Write out the whole listing again, exactly as given.
═══ Record list
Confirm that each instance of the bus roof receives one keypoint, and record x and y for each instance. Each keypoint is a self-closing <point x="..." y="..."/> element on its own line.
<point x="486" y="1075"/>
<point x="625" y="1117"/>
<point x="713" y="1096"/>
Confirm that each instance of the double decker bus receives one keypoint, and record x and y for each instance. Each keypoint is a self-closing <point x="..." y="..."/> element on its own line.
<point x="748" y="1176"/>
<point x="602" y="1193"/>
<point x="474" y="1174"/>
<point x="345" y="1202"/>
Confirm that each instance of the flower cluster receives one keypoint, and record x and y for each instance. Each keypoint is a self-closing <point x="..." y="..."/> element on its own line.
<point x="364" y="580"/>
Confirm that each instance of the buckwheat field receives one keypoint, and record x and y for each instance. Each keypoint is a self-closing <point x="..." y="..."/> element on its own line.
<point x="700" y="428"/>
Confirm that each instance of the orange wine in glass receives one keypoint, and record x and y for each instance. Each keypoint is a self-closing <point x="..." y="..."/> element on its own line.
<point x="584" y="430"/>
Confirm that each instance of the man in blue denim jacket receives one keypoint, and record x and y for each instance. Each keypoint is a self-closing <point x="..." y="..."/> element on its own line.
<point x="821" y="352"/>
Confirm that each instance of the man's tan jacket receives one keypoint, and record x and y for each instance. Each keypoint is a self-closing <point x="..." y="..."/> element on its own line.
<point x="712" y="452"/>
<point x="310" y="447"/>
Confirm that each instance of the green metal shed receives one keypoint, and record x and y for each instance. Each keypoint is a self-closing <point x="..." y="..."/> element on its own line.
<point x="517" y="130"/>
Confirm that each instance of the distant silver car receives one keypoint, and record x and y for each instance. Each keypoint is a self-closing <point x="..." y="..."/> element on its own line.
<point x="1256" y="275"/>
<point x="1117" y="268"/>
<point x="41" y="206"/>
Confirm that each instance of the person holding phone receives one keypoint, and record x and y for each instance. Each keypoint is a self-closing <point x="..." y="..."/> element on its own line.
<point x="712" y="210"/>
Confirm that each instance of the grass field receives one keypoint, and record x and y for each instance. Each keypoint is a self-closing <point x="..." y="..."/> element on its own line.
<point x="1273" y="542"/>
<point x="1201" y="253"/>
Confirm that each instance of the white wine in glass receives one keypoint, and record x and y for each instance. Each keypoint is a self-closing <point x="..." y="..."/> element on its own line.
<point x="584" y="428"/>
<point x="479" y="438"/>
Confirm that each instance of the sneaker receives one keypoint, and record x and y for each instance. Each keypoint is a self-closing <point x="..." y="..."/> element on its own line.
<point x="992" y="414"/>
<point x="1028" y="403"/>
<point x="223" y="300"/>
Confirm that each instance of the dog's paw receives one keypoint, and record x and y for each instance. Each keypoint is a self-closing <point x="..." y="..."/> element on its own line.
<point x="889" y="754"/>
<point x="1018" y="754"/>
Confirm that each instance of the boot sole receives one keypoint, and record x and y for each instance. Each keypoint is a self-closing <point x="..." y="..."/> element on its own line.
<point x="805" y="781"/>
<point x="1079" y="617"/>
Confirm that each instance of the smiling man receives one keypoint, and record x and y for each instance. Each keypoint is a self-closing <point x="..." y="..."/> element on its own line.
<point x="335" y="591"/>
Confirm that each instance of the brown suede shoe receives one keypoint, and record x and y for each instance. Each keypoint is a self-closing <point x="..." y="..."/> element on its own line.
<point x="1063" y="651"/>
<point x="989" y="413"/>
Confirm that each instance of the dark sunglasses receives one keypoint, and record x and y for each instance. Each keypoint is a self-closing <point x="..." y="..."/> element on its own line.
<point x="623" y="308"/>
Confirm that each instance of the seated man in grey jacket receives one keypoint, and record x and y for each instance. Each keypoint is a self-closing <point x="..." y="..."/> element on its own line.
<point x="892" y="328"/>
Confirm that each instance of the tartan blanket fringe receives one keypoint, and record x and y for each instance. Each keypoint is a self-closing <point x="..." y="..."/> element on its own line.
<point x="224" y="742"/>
══════
* _Solution for this task_
Confirm that each instance of the bus roof receives one keypoint, and record x and y for each instance. Each keypoint is a self-closing <point x="..." y="..."/> element on its own line.
<point x="486" y="1075"/>
<point x="625" y="1117"/>
<point x="713" y="1096"/>
Confirm that each instance of the double decker bus receives one keypoint, and record x and y for each instance. Each keypoint is a self-closing <point x="..." y="..."/> element on its own line.
<point x="748" y="1176"/>
<point x="602" y="1193"/>
<point x="474" y="1174"/>
<point x="345" y="1202"/>
Confirm that each instance of the flower cluster receives one keypoint, and record x and y for each instance. Each keypoint is a self-closing <point x="..." y="..."/> element on its own line.
<point x="364" y="580"/>
Confirm that each instance of the buckwheat field receives one keypoint, and record x and y for each instance. Each keypoint is a self-closing <point x="..." y="..."/> element on its own line.
<point x="700" y="428"/>
Confirm that each instance of the orange wine in glass receives one keypoint, and record x and y for each instance. Each keypoint is a self-closing <point x="..." y="..."/> element on its own line.
<point x="584" y="430"/>
Confirm that each instance of the man in blue denim jacket receives one keypoint, and record x and y for each instance. Each keypoint is a self-closing <point x="..." y="..."/> element on its own line.
<point x="821" y="352"/>
Confirm that each instance of the man's tan jacket receives one keypoint, and record x and y for each instance. Each keypoint is a self-closing <point x="..." y="..."/> element on its own line.
<point x="712" y="452"/>
<point x="310" y="447"/>
Confirm that each instance of the green metal shed receives one keypoint, and record x and y for each instance. Each keypoint is a self-closing <point x="..." y="..."/> element on its own line.
<point x="517" y="130"/>
Confirm that each instance of the distant silver car receives one keypoint, and record x and y for each instance. Each keypoint is a self-closing <point x="..." y="..."/> element on its own line.
<point x="1256" y="275"/>
<point x="1117" y="268"/>
<point x="41" y="206"/>
Confirm that each instance of the person holding phone receives one keypoint, and record x and y for each instance. Each keypoint is a self-closing <point x="..." y="..."/> element on its own line.
<point x="712" y="210"/>
Confirm that each instance of the grass field receives one keypoint, and record x and y for each instance. Each keypoint is a self-closing <point x="..." y="..."/> element on its own line.
<point x="1273" y="542"/>
<point x="1201" y="253"/>
Confirm that each instance of the white wine in glass receives one keypoint, and record x and y for each instance. Each keypoint is a self-closing <point x="..." y="..."/> element on its own line.
<point x="584" y="428"/>
<point x="479" y="438"/>
Confirm that each instance of the sneaker receives one keypoint, and record x and y for each instance. Each keypoint is a self-closing <point x="..." y="..."/> element on its own line.
<point x="992" y="414"/>
<point x="1028" y="403"/>
<point x="223" y="300"/>
Confirm that each instance of the dog's paw receives one keypoint, and record x and y for each instance. Each keypoint is a self-closing <point x="..." y="..."/> element on its own line.
<point x="889" y="754"/>
<point x="1018" y="754"/>
Confirm that each instance of the boot sole receives one keypoint, and record x and y for each instance. Each keypoint is a self-closing <point x="..." y="..."/> element on its own line.
<point x="805" y="781"/>
<point x="1079" y="617"/>
Confirm that each instance of the smiling man receives one keypoint, and record x and y for each instance. Each keypoint is a self-closing <point x="..." y="..."/> element on its own line.
<point x="335" y="591"/>
Confirm that each instance of the brown suede shoe receives one keypoint, and record x and y for each instance. Each keypoint is a self-closing <point x="..." y="..."/> element on its own line.
<point x="1063" y="651"/>
<point x="989" y="413"/>
Confirm that each instance of the dark sunglasses receives one keypoint, and record x and y for each instance. Each keypoint is a self-closing <point x="..." y="..."/> element on its own line.
<point x="623" y="308"/>
Confirm that each instance of the seated man in grey jacket receives one keypoint, and record x and y for each instance. Each keypoint is a self-closing <point x="..." y="..."/> element on its own line.
<point x="892" y="328"/>
Confirm that each instance of the tartan blanket fringe receives one keypoint, and record x and y for each instance. Each keypoint is a self-closing <point x="..." y="..."/> element on its own line.
<point x="224" y="742"/>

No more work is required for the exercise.